#### What is expected:
Extract every line below that contains the word "window". Case counts, so copy only the lines where it appears with matching capitalization.

* Start Dataset excerpts *

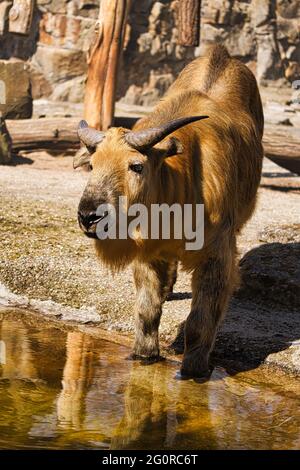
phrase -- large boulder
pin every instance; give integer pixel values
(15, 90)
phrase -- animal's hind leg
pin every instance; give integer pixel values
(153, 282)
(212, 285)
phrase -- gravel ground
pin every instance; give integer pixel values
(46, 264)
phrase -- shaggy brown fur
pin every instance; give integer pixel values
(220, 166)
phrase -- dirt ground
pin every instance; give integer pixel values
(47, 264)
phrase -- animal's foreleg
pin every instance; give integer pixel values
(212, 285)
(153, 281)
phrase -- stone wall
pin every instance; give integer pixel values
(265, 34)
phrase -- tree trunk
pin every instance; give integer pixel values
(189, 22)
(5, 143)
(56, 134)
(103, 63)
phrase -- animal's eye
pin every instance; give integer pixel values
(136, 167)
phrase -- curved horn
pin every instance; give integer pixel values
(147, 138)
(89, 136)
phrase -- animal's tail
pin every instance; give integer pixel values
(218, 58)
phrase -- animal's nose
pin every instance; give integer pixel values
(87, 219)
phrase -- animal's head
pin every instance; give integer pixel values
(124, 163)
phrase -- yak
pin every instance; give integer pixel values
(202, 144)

* End Dataset excerpts *
* Start Dataset excerpts *

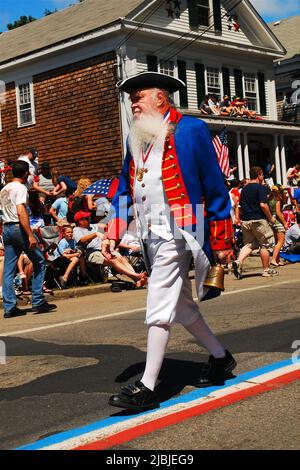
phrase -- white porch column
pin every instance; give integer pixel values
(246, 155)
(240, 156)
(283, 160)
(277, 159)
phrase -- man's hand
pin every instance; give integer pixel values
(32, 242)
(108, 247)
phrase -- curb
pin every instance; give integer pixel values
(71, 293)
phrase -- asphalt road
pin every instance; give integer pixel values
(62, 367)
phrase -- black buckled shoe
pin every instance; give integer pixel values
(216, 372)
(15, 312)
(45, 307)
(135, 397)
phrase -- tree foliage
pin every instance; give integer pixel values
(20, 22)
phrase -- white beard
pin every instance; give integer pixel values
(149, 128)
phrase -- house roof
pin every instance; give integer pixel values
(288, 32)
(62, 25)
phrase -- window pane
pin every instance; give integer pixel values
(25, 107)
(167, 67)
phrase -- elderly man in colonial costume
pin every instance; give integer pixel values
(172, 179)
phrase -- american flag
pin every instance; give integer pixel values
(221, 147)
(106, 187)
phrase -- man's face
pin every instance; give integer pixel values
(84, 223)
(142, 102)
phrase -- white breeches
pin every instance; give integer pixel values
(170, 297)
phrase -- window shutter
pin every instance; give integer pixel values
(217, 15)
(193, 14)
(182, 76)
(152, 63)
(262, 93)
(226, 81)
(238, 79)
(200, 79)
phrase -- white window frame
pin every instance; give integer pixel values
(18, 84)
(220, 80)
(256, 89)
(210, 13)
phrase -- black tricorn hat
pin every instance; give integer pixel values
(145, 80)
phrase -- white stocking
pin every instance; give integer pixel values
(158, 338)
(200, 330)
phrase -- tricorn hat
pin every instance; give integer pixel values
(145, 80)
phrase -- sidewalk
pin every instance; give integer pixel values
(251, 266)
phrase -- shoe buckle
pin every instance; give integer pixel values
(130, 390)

* End Dataset excerpts *
* Start Dataset excerpts *

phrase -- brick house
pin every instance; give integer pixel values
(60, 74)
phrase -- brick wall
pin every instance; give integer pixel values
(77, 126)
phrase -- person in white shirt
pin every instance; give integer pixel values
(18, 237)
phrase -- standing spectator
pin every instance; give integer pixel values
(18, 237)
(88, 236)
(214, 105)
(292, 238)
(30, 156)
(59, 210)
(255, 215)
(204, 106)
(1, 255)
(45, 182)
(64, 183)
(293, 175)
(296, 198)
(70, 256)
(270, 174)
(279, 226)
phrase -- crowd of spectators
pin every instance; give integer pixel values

* End Dataset excerpts *

#### Result of the exercise:
phrase -- window pane
phrase -- window shutter
phrase -- white window frame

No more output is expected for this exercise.